=== ACTIVIDAD 1 ===
Resume en forma de lista el párrafo del fragmento sobre Samuel Fuller que comienza con "Si hay un caso en el que se puede creer". Conserva sus ideas principales.
=== ACTIVIDAD 2 ===
Reproduce el tramo del fragmento sobre Samuel Fuller que se abre con las palabras que contienen "Así que sigamos" y se cierra con "de la Iglesia.".

== FRAGMENTO DE ORIGEN

Así que sigamos publicando sandeces para mantener el gigantesco armatoste de las redes sociales, como la desafinada rezandera sostiene el glorioso edificio de la Iglesia.

Samuel Fuller el narrador

Si hay un caso en el que se puede creer en la veracidad de las sinopsis es el de las películas del director Samuel Fuller (1912-1997). Por lo general, los resúmenes son esquemas narrativos que dejan fuera lo sustantivo de la obra, ya que lo más común es que las historias sirvan únicamente como andamios para que se desplieguen ideas de todo tipo. Así, una aventura de guerra nos ayuda a entender la importancia de la familia, y un viaje espacial es una crítica de la soledad del hombre en el mundo hipertecnológico de nuestros días. En el caso del cine de Fuller, es vano buscar metáforas o alegorías. Cada película es solo lo que parece, y si se plantean problemas de orden moral o político, es porque tales cuestiones hacen parte de la historia que se cuenta. Porque Fuller es sobre todo un narrador. Que Uno Rojo división de choque (The Big Red One ,1980) trata de un grupito de soldados en la Segunda Guerra Mundial dirigidos por un viejo sargento veterano de la Primera Guerra; pues exactamente esa es la película. Ni es pacifista ni belicista, por ejemplo. Que Yuma (Run of the Arrow, 1957) cuenta la historia de un soldado que se va a vivir con los indios en vez de soportar la derrota de su bando en la guerra civil; pues nada más que eso. El resentimiento del perdedor, por poner un caso, surge dentro de los asuntos propios de una historia ubicada en tiempos de la guerra de secesión, pero es solo uno entre los muchos conflictos que atraviesan a los personajes. Que Bajos fondos (Underworld U.S.A., 1961) relata la venganza obsesiva de un joven contra una banda de criminales; pues eso es lo que vemos, y si resulta que la redención o el perdón son mencionados, lo son en tanto que problemas de los protagonistas, no como tesis que se defiendan. Incluso una obra como Perro blanco (White Dog, 1982), que se centra en el tema del racismo de modo tan evidente, se puede describir, sin exagerar, como el cuento de un perro entrenado para atacar a los negros y los líos que provoca en la ciudad.

====
== MATERIAL DE PARTIDA

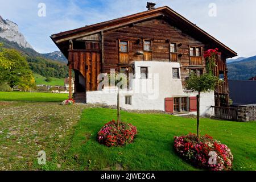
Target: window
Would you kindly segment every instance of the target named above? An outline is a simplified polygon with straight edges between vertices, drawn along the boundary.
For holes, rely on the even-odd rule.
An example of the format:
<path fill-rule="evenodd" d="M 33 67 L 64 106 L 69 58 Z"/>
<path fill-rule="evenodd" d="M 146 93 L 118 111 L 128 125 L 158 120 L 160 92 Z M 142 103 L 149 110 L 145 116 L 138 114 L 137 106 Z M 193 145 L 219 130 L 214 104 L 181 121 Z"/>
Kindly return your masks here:
<path fill-rule="evenodd" d="M 188 97 L 181 97 L 181 112 L 188 111 Z"/>
<path fill-rule="evenodd" d="M 180 98 L 174 98 L 174 110 L 175 113 L 180 112 Z"/>
<path fill-rule="evenodd" d="M 200 76 L 204 73 L 204 71 L 203 69 L 191 69 L 190 70 L 190 73 L 195 73 L 198 76 Z"/>
<path fill-rule="evenodd" d="M 147 79 L 147 67 L 141 67 L 141 78 Z"/>
<path fill-rule="evenodd" d="M 201 56 L 202 53 L 201 48 L 196 47 L 196 56 Z"/>
<path fill-rule="evenodd" d="M 177 53 L 177 43 L 170 43 L 170 52 L 171 53 Z"/>
<path fill-rule="evenodd" d="M 189 55 L 191 56 L 202 56 L 202 48 L 200 47 L 190 47 Z"/>
<path fill-rule="evenodd" d="M 131 105 L 131 96 L 125 96 L 125 105 Z"/>
<path fill-rule="evenodd" d="M 151 40 L 144 40 L 143 50 L 144 51 L 152 51 L 151 46 L 152 45 Z"/>
<path fill-rule="evenodd" d="M 120 41 L 119 51 L 122 52 L 128 52 L 128 41 Z"/>
<path fill-rule="evenodd" d="M 188 108 L 188 97 L 176 97 L 174 99 L 174 110 L 175 113 L 187 112 Z"/>
<path fill-rule="evenodd" d="M 174 79 L 180 78 L 179 68 L 172 68 L 172 78 Z"/>

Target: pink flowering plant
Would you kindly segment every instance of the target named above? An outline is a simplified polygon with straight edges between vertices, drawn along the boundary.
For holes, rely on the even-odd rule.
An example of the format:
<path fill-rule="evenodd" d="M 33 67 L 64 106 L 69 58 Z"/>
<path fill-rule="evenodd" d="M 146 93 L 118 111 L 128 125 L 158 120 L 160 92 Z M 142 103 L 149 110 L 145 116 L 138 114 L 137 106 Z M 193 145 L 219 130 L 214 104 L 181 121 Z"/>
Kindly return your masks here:
<path fill-rule="evenodd" d="M 137 134 L 137 129 L 131 124 L 120 122 L 118 125 L 113 120 L 98 133 L 98 140 L 108 147 L 123 146 L 133 143 Z"/>
<path fill-rule="evenodd" d="M 174 138 L 174 148 L 185 160 L 195 166 L 210 171 L 229 171 L 233 156 L 227 146 L 208 135 L 197 139 L 189 134 Z"/>
<path fill-rule="evenodd" d="M 61 105 L 64 106 L 73 104 L 75 104 L 75 100 L 72 98 L 69 98 L 67 100 L 65 100 L 61 103 Z"/>

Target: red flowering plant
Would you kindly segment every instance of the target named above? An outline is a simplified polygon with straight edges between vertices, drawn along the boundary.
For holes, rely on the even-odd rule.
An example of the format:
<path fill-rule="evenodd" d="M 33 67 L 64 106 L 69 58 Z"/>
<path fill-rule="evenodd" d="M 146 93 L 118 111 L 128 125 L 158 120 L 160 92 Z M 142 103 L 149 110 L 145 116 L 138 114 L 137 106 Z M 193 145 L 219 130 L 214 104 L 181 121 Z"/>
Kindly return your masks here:
<path fill-rule="evenodd" d="M 65 106 L 68 105 L 73 105 L 75 104 L 75 100 L 73 98 L 69 98 L 67 100 L 62 102 L 61 105 Z"/>
<path fill-rule="evenodd" d="M 210 171 L 229 171 L 233 156 L 227 146 L 208 135 L 189 134 L 174 138 L 174 148 L 185 160 L 199 168 Z"/>
<path fill-rule="evenodd" d="M 137 129 L 131 124 L 113 120 L 98 133 L 98 140 L 108 147 L 123 146 L 133 143 L 137 134 Z"/>
<path fill-rule="evenodd" d="M 212 72 L 216 66 L 216 57 L 221 55 L 221 52 L 218 52 L 218 49 L 209 49 L 204 52 L 204 57 L 207 61 L 207 69 L 208 72 Z"/>

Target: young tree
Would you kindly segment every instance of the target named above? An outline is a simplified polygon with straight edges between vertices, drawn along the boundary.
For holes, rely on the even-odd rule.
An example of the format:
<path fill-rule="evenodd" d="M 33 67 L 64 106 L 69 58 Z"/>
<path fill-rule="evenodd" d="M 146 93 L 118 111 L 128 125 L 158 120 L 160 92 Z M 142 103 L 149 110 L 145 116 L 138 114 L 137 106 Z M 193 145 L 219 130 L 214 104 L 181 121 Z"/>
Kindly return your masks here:
<path fill-rule="evenodd" d="M 216 85 L 220 81 L 218 77 L 214 76 L 213 71 L 216 67 L 216 59 L 218 54 L 217 48 L 209 49 L 204 55 L 207 60 L 207 73 L 198 76 L 196 74 L 191 74 L 189 78 L 186 80 L 186 88 L 192 92 L 198 92 L 197 95 L 197 137 L 199 136 L 200 122 L 200 93 L 202 92 L 210 92 L 215 89 Z"/>

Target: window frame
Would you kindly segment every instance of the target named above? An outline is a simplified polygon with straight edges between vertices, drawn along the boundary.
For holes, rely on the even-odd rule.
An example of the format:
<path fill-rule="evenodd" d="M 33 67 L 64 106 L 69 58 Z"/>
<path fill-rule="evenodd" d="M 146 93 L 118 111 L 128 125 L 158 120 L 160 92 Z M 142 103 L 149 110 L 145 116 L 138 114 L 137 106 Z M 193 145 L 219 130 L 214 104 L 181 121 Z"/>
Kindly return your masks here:
<path fill-rule="evenodd" d="M 197 57 L 203 57 L 203 47 L 202 46 L 189 46 L 188 47 L 189 47 L 189 56 Z M 191 48 L 195 48 L 195 49 L 193 50 L 193 52 L 195 53 L 195 55 L 191 55 Z M 201 50 L 201 55 L 199 55 L 199 56 L 196 55 L 196 49 L 197 48 L 199 48 Z"/>
<path fill-rule="evenodd" d="M 150 42 L 150 51 L 144 49 L 145 42 Z M 152 48 L 153 48 L 153 41 L 151 39 L 143 39 L 143 51 L 152 52 Z"/>
<path fill-rule="evenodd" d="M 142 68 L 146 68 L 146 78 L 143 78 L 142 77 L 142 72 L 141 69 Z M 139 67 L 139 72 L 141 73 L 141 79 L 148 79 L 148 67 Z"/>
<path fill-rule="evenodd" d="M 190 69 L 190 71 L 189 71 L 189 74 L 190 74 L 190 75 L 192 74 L 192 71 L 195 71 L 197 76 L 201 76 L 201 75 L 202 75 L 204 74 L 204 69 L 203 69 L 203 68 L 189 68 L 189 69 Z M 198 71 L 199 70 L 200 70 L 200 71 L 202 71 L 202 74 L 200 75 L 197 75 L 197 73 L 198 73 L 197 71 Z"/>
<path fill-rule="evenodd" d="M 122 51 L 121 49 L 121 42 L 127 42 L 127 51 Z M 119 53 L 129 53 L 129 41 L 127 40 L 123 40 L 123 39 L 119 39 L 118 40 L 118 42 L 119 42 L 119 45 L 118 45 L 118 47 L 119 47 Z"/>
<path fill-rule="evenodd" d="M 183 99 L 185 99 L 185 102 L 183 102 Z M 177 104 L 176 101 L 177 101 Z M 183 109 L 183 104 L 185 103 L 185 110 Z M 177 104 L 177 106 L 176 106 Z M 188 96 L 174 97 L 174 113 L 184 113 L 189 112 L 189 97 Z"/>
<path fill-rule="evenodd" d="M 176 52 L 171 52 L 171 44 L 175 44 L 176 45 Z M 169 46 L 170 46 L 170 49 L 169 49 L 169 52 L 170 53 L 177 53 L 178 52 L 178 49 L 177 49 L 177 42 L 173 42 L 173 41 L 170 41 L 169 43 Z"/>
<path fill-rule="evenodd" d="M 177 77 L 176 78 L 176 77 L 175 77 L 174 76 L 174 69 L 177 69 Z M 172 68 L 172 79 L 174 79 L 174 80 L 179 80 L 179 79 L 180 79 L 180 68 Z"/>

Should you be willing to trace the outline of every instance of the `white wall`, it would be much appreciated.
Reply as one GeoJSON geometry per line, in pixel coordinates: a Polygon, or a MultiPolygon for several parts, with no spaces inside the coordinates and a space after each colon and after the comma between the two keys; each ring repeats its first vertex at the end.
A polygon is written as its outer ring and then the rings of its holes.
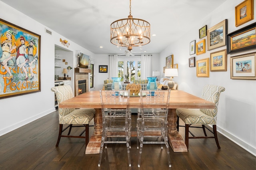
{"type": "MultiPolygon", "coordinates": [[[[254,19],[239,27],[235,24],[235,7],[241,0],[228,0],[204,18],[195,18],[195,25],[188,26],[187,32],[179,40],[163,50],[160,54],[161,68],[165,66],[165,57],[174,55],[174,63],[178,65],[178,77],[174,80],[178,84],[178,89],[200,97],[202,87],[211,84],[222,86],[226,91],[220,95],[219,103],[217,127],[218,131],[256,155],[256,81],[230,79],[230,57],[232,56],[255,52],[256,49],[228,55],[227,71],[210,72],[209,77],[196,77],[196,67],[188,67],[188,59],[195,56],[196,60],[209,58],[211,53],[225,49],[224,46],[198,55],[190,55],[190,43],[196,39],[197,42],[207,38],[199,39],[198,30],[205,25],[208,29],[225,19],[228,20],[228,33],[250,25],[254,19]],[[190,28],[190,29],[189,29],[190,28]],[[170,53],[170,51],[171,51],[170,53]]],[[[256,8],[254,2],[254,9],[256,8]]],[[[220,141],[221,145],[221,141],[220,141]]]]}
{"type": "MultiPolygon", "coordinates": [[[[0,1],[0,18],[41,36],[41,89],[40,92],[0,99],[0,136],[18,128],[55,110],[54,94],[50,89],[54,84],[54,46],[57,45],[71,51],[76,67],[76,50],[94,58],[94,54],[47,28],[52,35],[45,32],[46,27],[0,1]],[[60,39],[66,40],[69,47],[62,45],[60,39]]],[[[74,71],[74,69],[71,70],[74,71]]],[[[74,72],[73,73],[74,74],[74,72]]],[[[71,81],[73,82],[74,81],[71,81]]]]}

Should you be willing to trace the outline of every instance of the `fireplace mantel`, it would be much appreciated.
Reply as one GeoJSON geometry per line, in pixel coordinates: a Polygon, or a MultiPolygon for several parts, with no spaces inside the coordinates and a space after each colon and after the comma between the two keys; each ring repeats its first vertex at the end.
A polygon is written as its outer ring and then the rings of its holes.
{"type": "Polygon", "coordinates": [[[83,69],[79,67],[75,68],[75,73],[91,73],[91,72],[92,70],[91,69],[83,69]]]}

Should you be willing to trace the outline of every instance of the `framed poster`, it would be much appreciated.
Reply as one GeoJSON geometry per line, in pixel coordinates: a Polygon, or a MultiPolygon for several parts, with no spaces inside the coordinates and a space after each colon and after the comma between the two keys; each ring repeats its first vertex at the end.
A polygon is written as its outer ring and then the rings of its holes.
{"type": "Polygon", "coordinates": [[[194,40],[191,42],[190,44],[189,48],[189,54],[190,55],[194,54],[196,53],[196,50],[195,50],[195,47],[196,46],[196,40],[194,40]]]}
{"type": "Polygon", "coordinates": [[[227,71],[227,50],[226,49],[210,54],[211,71],[227,71]]]}
{"type": "Polygon", "coordinates": [[[172,55],[166,58],[165,66],[166,69],[173,68],[173,55],[172,55]]]}
{"type": "Polygon", "coordinates": [[[196,76],[209,77],[209,58],[196,61],[196,76]]]}
{"type": "Polygon", "coordinates": [[[0,19],[0,99],[41,91],[40,39],[0,19]]]}
{"type": "Polygon", "coordinates": [[[205,53],[205,39],[196,43],[196,55],[205,53]]]}
{"type": "Polygon", "coordinates": [[[201,39],[207,35],[207,26],[205,25],[199,29],[199,39],[201,39]]]}
{"type": "Polygon", "coordinates": [[[196,57],[195,57],[188,59],[188,66],[190,67],[196,67],[196,57]]]}
{"type": "Polygon", "coordinates": [[[253,20],[253,0],[245,0],[236,6],[236,26],[253,20]]]}
{"type": "Polygon", "coordinates": [[[228,20],[226,19],[207,30],[208,50],[226,45],[228,20]]]}
{"type": "Polygon", "coordinates": [[[256,53],[230,57],[230,79],[256,79],[256,53]]]}
{"type": "Polygon", "coordinates": [[[108,66],[99,65],[99,73],[108,73],[108,66]]]}
{"type": "Polygon", "coordinates": [[[256,48],[256,22],[227,35],[228,53],[256,48]]]}

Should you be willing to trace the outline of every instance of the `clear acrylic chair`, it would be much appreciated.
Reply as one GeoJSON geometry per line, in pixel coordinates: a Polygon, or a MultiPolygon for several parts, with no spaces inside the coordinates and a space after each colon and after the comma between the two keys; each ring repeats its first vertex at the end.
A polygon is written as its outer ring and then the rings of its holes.
{"type": "Polygon", "coordinates": [[[129,107],[130,90],[100,91],[102,115],[102,135],[98,166],[100,166],[103,148],[108,143],[126,144],[129,166],[131,114],[129,107]]]}
{"type": "MultiPolygon", "coordinates": [[[[144,144],[165,144],[169,167],[171,167],[167,136],[167,116],[170,90],[142,91],[140,92],[141,108],[137,119],[138,166],[140,166],[144,144]],[[147,140],[145,140],[147,138],[147,140]],[[158,138],[158,140],[150,140],[158,138]]],[[[161,147],[163,148],[162,147],[161,147]]]]}

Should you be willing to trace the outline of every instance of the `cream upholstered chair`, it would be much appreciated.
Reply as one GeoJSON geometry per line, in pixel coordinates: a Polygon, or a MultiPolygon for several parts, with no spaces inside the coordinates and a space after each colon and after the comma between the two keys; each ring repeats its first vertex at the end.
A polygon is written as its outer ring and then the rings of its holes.
{"type": "Polygon", "coordinates": [[[103,148],[108,143],[126,144],[129,166],[131,113],[129,107],[130,90],[100,91],[102,115],[102,134],[98,166],[100,166],[103,148]],[[116,108],[116,106],[119,105],[116,108]]]}
{"type": "Polygon", "coordinates": [[[188,139],[196,138],[214,138],[218,148],[219,149],[220,148],[217,136],[216,124],[217,123],[218,105],[219,103],[220,95],[220,93],[224,91],[225,88],[221,86],[206,85],[204,87],[201,98],[215,103],[215,108],[214,109],[201,109],[200,110],[188,109],[176,109],[176,113],[178,117],[177,123],[178,131],[179,130],[179,117],[185,124],[185,143],[188,148],[188,139]],[[191,126],[192,125],[202,125],[202,127],[192,127],[191,126]],[[213,131],[209,129],[207,127],[205,127],[204,125],[212,125],[213,131]],[[202,128],[204,136],[196,136],[189,130],[189,127],[202,128]],[[213,133],[214,136],[207,136],[205,131],[205,128],[206,128],[213,133]],[[189,136],[189,132],[192,135],[192,136],[189,136]]]}
{"type": "MultiPolygon", "coordinates": [[[[138,141],[140,143],[138,167],[140,166],[144,144],[165,144],[168,166],[169,167],[172,166],[167,130],[170,93],[170,90],[166,91],[141,89],[140,91],[141,108],[138,110],[139,115],[137,119],[137,148],[138,149],[138,141]],[[157,107],[154,105],[157,105],[157,107]],[[145,140],[146,138],[147,140],[145,140]]],[[[162,149],[163,147],[161,148],[162,149]]]]}
{"type": "MultiPolygon", "coordinates": [[[[56,86],[51,89],[55,93],[58,105],[60,102],[74,97],[72,89],[70,85],[56,86]]],[[[89,123],[93,119],[95,113],[94,109],[58,108],[60,130],[56,146],[59,145],[61,137],[85,138],[85,148],[89,142],[89,123]],[[63,125],[68,125],[62,129],[63,125]],[[74,126],[73,125],[79,125],[74,126]],[[79,136],[70,135],[72,127],[85,127],[79,136]],[[62,134],[62,132],[69,127],[67,135],[62,134]],[[85,136],[82,134],[85,132],[85,136]]]]}

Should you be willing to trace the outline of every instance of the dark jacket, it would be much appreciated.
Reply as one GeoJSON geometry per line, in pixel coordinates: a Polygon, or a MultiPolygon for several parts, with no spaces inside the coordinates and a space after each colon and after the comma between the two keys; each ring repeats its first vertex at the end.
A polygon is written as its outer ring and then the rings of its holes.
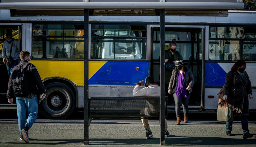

====

=== RESULTADO 1 ===
- Las sinopsis de las películas de Samuel Fuller (1912-1997) son fiables, a diferencia de lo habitual.
- Por lo general, los resúmenes omiten lo sustantivo, porque las historias suelen servir de andamio para desplegar ideas.
- En el cine de Fuller no hay metáforas ni alegorías. Cada película es lo que parece, y los problemas morales o políticos forman parte de la historia.
- Fuller es, sobre todo, un narrador.
- Uno Rojo división de choque (1980) trata de un grupo de soldados en la Segunda Guerra Mundial al mando de un sargento veterano de la Primera. No es ni pacifista ni belicista.
- Yuma (1957) cuenta la historia de un soldado que se va a vivir con los indios para no soportar la derrota de su bando en la guerra civil. El resentimiento del perdedor es solo uno de los muchos conflictos de los personajes.
- Bajos fondos (1961) relata la venganza obsesiva de un joven contra una banda criminal. La redención y el perdón aparecen como problemas de los protagonistas, no como tesis.
- Perro blanco (1982), aunque trata claramente el racismo, puede describirse como el cuento de un perro entrenado para atacar a los negros y de los líos que causa en la ciudad.

=== RESULTADO 2 ===
Así que sigamos publicando sandeces para mantener el gigantesco armatoste de las redes sociales, como la desafinada rezandera sostiene el glorioso edificio de la Iglesia.